EXERCISE GOAL => Show every line in the items below that contains the word "power", copying each one in full.

RECORDS TO PROCESS =>

<<<<

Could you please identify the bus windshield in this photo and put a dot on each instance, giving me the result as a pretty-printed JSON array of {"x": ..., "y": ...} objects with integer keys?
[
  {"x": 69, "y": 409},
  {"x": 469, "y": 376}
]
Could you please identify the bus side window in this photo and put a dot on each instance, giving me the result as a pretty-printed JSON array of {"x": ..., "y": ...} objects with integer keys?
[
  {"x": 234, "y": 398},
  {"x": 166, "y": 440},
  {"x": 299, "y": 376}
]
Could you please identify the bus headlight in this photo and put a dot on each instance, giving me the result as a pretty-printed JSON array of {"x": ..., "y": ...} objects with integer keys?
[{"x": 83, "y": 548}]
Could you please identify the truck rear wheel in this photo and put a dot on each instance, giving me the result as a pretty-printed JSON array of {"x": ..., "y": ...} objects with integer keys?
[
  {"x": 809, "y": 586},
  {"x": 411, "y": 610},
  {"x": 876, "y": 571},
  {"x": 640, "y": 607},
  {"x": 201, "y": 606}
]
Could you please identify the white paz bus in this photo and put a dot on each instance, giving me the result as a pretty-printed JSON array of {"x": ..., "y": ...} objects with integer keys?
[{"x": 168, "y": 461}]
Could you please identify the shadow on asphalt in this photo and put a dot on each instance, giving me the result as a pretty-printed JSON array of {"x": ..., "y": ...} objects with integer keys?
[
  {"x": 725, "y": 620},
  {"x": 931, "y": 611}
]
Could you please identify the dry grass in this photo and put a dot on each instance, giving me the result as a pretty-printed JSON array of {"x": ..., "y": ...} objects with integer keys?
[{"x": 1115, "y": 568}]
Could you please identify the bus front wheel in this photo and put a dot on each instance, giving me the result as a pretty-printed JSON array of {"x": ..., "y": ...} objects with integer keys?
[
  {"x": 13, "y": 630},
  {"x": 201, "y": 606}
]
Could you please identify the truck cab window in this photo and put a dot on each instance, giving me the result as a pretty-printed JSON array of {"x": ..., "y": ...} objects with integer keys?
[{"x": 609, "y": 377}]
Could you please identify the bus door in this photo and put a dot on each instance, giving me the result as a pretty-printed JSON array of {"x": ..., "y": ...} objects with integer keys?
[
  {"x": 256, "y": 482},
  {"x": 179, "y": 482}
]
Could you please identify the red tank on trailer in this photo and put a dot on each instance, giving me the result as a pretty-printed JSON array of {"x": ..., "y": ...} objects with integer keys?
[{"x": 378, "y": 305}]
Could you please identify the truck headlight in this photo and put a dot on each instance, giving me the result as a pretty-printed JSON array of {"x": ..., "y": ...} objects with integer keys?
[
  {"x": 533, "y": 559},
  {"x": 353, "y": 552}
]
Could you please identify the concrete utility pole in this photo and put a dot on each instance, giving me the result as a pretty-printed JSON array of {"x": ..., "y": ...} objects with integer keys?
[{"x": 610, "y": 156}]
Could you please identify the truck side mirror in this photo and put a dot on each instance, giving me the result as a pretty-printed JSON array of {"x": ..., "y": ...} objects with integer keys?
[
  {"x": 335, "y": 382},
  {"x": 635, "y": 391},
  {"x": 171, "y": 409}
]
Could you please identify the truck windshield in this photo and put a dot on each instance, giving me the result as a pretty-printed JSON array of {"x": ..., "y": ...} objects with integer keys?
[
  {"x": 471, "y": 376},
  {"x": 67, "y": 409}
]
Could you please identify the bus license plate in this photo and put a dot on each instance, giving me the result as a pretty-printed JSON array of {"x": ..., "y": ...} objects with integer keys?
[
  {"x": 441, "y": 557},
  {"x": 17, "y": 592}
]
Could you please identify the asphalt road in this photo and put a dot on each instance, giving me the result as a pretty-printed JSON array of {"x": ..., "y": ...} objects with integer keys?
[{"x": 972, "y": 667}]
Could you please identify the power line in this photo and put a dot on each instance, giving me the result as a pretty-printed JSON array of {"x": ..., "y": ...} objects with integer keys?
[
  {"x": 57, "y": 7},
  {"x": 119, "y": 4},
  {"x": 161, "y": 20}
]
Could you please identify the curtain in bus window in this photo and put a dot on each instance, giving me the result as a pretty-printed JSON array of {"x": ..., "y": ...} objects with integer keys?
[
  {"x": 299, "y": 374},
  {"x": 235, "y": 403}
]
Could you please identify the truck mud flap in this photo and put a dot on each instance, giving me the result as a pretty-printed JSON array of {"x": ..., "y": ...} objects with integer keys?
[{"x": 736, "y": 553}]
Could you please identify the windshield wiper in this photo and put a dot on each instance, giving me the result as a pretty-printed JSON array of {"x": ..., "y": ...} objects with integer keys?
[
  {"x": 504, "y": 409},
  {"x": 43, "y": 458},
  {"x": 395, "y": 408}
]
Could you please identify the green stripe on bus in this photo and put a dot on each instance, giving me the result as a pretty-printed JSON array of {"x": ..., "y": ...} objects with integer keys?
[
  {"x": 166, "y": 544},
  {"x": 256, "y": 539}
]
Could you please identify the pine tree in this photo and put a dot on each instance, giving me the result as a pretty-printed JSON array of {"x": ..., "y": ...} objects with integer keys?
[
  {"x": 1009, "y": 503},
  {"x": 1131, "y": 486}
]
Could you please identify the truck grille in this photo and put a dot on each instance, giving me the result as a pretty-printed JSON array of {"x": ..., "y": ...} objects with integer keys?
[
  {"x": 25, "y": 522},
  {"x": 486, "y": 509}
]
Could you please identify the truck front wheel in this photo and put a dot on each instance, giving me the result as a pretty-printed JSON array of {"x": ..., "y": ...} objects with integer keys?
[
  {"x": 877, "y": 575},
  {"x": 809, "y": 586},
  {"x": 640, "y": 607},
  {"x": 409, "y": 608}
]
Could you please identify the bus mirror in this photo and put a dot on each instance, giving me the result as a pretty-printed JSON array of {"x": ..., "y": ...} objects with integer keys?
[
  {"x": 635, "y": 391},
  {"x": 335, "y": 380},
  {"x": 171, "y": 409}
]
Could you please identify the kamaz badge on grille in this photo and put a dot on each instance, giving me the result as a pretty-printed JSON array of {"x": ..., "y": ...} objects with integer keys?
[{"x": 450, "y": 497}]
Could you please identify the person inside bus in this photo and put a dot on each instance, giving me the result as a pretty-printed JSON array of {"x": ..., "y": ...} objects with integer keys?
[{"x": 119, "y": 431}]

>>>>
<<<<

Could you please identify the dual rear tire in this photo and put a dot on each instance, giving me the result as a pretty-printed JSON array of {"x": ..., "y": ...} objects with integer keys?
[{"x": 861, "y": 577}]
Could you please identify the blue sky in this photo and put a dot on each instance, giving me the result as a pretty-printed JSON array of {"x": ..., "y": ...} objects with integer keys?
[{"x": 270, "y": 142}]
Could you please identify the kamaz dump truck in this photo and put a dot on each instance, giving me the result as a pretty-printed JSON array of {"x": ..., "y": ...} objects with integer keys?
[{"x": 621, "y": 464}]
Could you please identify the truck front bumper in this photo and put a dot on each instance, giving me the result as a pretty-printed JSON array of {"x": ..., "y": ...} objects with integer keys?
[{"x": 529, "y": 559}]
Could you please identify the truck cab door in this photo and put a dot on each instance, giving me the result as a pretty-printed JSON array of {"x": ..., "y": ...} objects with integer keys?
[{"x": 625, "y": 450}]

>>>>

SOLUTION TO THE PROBLEM =>
Could you please identify the power line in this photo and put a dot on each instance, giving me the result as a pretty-printed JSON array of {"x": ..., "y": ...} objects with integer keys?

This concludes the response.